INSTRUCTIONS FOR THE TASK:
All of the entries need to be written out again, exactly as they are.
▬▬▬
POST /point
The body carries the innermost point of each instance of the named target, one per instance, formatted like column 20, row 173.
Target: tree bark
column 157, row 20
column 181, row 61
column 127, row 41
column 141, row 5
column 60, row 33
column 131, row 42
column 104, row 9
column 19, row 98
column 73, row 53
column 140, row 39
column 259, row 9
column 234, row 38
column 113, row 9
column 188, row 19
▬▬▬
ANSWER FOR THE TASK:
POST /point
The body carries the innermost point of each instance of the named target, one per instance, formatted like column 20, row 173.
Target: tree bark
column 157, row 20
column 181, row 61
column 127, row 41
column 141, row 5
column 60, row 33
column 131, row 42
column 104, row 9
column 19, row 98
column 73, row 53
column 140, row 39
column 259, row 9
column 234, row 38
column 113, row 9
column 188, row 19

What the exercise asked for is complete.